▶ **TEXT PASSAGE**
○ ○ ○ ○

As we can see, although the model was able to transcribe the audio to some extent, it is completely failing in the translation part.
Creating the PEFT Model and Training
Let’s create the PEFT model, initialize the Supervised Fine-Tuning Trainer class, and start the training.
model = FastModel.get_peft_model(
model,
finetune_vision_layers=False,
finetune_language_layers=True,
finetune_attention_modules=True,
finetune_mlp_modules=True,
r=8,
lora_alpha=16,
lora_dropout=0,
bias='none',
random_state=3407,
use_rslora=False,
loftq_config=None,
target_modules=[
'q_proj', 'k_proj', 'v_proj', 'o_proj',
'gate_proj', 'up_proj', 'down_proj',
# Audio layers
'post', 'linear_start', 'linear_end',
'embedding_projection',
'ffw_layer_1', 'ffw_layer_2',
'output_proj',
],
)
trainer = SFTTrainer(
model=model,
train_dataset=train_dataset,
eval_dataset=test_dataset,
processing_class=processor.tokenizer,
# data_collator=collate_fn,
data_collator=UnslothVisionDataCollator(model, processor),
args=SFTConfig(
per_device_train_batch_size=6,
gradient_accumulation_steps=1,
warmup_ratio=0.1,
# max_steps=10,
num_train_epochs=1,
learning_rate=5e-5,
logging_steps=200,
eval_strategy='steps',
eval_steps=500,
save_strategy='steps',
save_steps=500,
optim='adamw_8bit',
weight_decay=0.01,
lr_scheduler_type='cosine',
seed=3407,
output_dir='outputs',
report_to='none',
save_total_limit=2,
load_best_model_at_end=True,
metric_for_best_model='eval_loss',
# For audio finetuning.
remove_unused_columns=False,
dataset_text_field='',
dataset_kwargs={'skip_prepare_dataset': True},
dataset_num_proc=8,
max_length=1024,
)
)
trainer_stats = trainer.train()
We are using a rank of 8 and an alpha of 16. Note that we are not training the vision layers, as that is not a necessity here. And fine-tuning all the necessary audio layers, which are part of target_modules.
For training, we are using the following hyperparameters:
- Batch size of 6 with gradient checkpoint of 1. This easily runs within 12GB VRAM. You may also reduce the batch size to 2 or 1 and increase the gradient checkpointing step to 2 or 4, and try out on an 8GB VRAM system.
- We are training for only 1 epoch with evaluation every 500 steps.
The following are the training logs.
The model reached the lowest evaluation loss on step 2000. As we are loading the best model at the end, let’s save that and use it for inference next.
# Save the Model.
model.save_pretrained('gemma-4-finetuned')
processor.save_pretrained('gemma-4-finetuned')
Inference After Fine-Tuning
The notebook also contains a section where we carry out transcription and translation using the trained model. Here is the code and result.
def do_gemma_4_inference(messages, max_new_tokens=128):
_ = model.generate(
**processor.apply_chat_template(
messages,
add_generation_prompt=True, # Must add for generation
tokenize=True,
return_dict=True,
return_tensors='pt',
truncation=False
).to('cuda', dtype=torch.bfloat16),
max_new_tokens=max_new_tokens,
do_sample=False,
streamer=TextStreamer(processor, skip_prompt=True),
)
# Loading the saved model.
from unsloth import FastModel
from transformers import AutoProcessor
processor = AutoProcessor.from_pretrained('gemma-4-finetuned')

○ ○ ○ ○

Phrase grounding data:
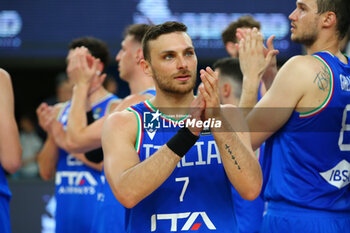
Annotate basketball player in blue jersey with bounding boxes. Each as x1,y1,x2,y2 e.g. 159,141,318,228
213,58,265,233
42,24,155,233
0,68,22,233
102,22,262,232
239,0,350,233
37,37,118,232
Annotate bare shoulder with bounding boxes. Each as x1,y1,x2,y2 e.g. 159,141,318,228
114,94,150,112
53,101,68,116
109,99,123,113
281,55,322,76
0,68,10,81
0,68,12,91
103,110,139,137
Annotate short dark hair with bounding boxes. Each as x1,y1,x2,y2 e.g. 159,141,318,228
69,36,109,67
123,24,151,44
213,57,243,98
142,21,187,61
221,15,261,44
316,0,350,40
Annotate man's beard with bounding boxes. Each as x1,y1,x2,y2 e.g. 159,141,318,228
291,19,318,47
152,68,196,94
292,33,317,46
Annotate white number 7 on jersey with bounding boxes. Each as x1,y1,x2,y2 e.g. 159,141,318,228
175,177,190,202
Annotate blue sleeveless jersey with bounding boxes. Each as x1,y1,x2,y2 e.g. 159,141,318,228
0,163,11,233
126,100,237,233
90,89,156,233
55,94,117,233
265,52,350,212
232,82,268,233
0,163,11,199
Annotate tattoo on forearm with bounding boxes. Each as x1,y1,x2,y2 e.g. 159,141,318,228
314,67,330,91
225,144,241,170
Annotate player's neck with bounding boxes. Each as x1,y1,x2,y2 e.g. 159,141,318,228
151,89,194,108
305,32,341,56
87,86,109,109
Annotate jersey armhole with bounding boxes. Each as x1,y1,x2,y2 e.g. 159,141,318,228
126,107,143,154
299,55,334,118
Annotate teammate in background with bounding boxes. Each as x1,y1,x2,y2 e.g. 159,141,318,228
0,68,22,233
239,0,350,233
221,15,261,58
37,37,118,233
103,75,118,95
102,22,262,232
221,15,277,233
209,58,265,233
213,58,243,106
44,24,155,233
47,24,154,155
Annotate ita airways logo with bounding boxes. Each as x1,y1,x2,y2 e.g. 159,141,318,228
143,110,161,140
320,159,350,189
151,212,216,232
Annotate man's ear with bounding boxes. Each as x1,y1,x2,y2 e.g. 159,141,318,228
140,58,153,77
97,62,105,73
321,11,337,28
136,47,143,64
225,41,237,57
220,83,231,97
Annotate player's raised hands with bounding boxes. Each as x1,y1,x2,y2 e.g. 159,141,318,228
67,47,105,85
199,67,220,119
237,28,278,81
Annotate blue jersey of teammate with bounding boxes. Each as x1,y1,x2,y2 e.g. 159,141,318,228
265,52,350,211
90,89,156,233
232,83,268,233
55,94,117,233
0,163,11,233
126,101,237,233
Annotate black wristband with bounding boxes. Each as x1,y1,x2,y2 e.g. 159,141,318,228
166,127,199,158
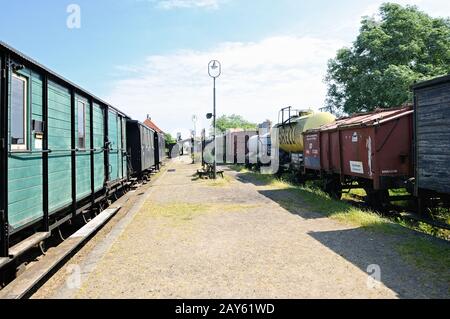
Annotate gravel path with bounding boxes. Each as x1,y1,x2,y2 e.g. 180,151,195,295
30,158,449,298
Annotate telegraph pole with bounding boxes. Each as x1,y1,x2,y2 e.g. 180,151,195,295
208,60,222,179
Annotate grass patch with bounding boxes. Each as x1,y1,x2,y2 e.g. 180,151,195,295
396,238,450,282
206,174,233,187
141,202,260,227
292,186,400,233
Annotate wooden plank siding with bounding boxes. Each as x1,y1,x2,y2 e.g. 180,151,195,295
108,111,120,182
8,69,43,233
75,96,91,200
415,82,450,193
48,81,72,213
120,117,128,178
93,103,105,191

○ ○ ○ ○

▶ **WORK TASK A**
In the passage on fine-tuning Gemma 4 for audio, list the module names under the "# Audio layers" comment in target_modules.
▶ **WORK TASK B**
Resume the passage on fine-tuning Gemma 4 for audio from where it stops.

▶ **FINAL ANSWER A**
'post', 'linear_start', 'linear_end', 'embedding_projection', 'ffw_layer_1', 'ffw_layer_2', 'output_proj'

▶ **FINAL ANSWER B**
model, _ = FastModel.from_pretrained(
model_name='gemma-4-finetuned',
max_seq_length=512,
load_in_4bit=True,
dtype=torch.bfloat16
)
messages = [
{
'role': 'system',
'content': [
{
'type': 'text',
'text': 'You are an assistant that transcribes and translates speech accurately.',
}
],
},
{
'role': 'user',
'content': [
{'type': 'audio', 'audio': test_dataset[-1]['audio']['array']},
{'type': 'text', 'text': 'Please transcribe this audio and translate to English. Give both, the trancription and the translation'}
]
}
]
do_gemma_4_inference(messages, max_new_tokens=256)
We get the following response:
Transcription: Ich habe so viel Papier geschrieben, ich habe viele Blockaden, kannst du mir helfen diese Blockaden aufzulösen? Translation: I have written so much paper, I have many blockages, can you help me to resolve these blockages?
The transcription and translation results are almost perfect after fine-tuning.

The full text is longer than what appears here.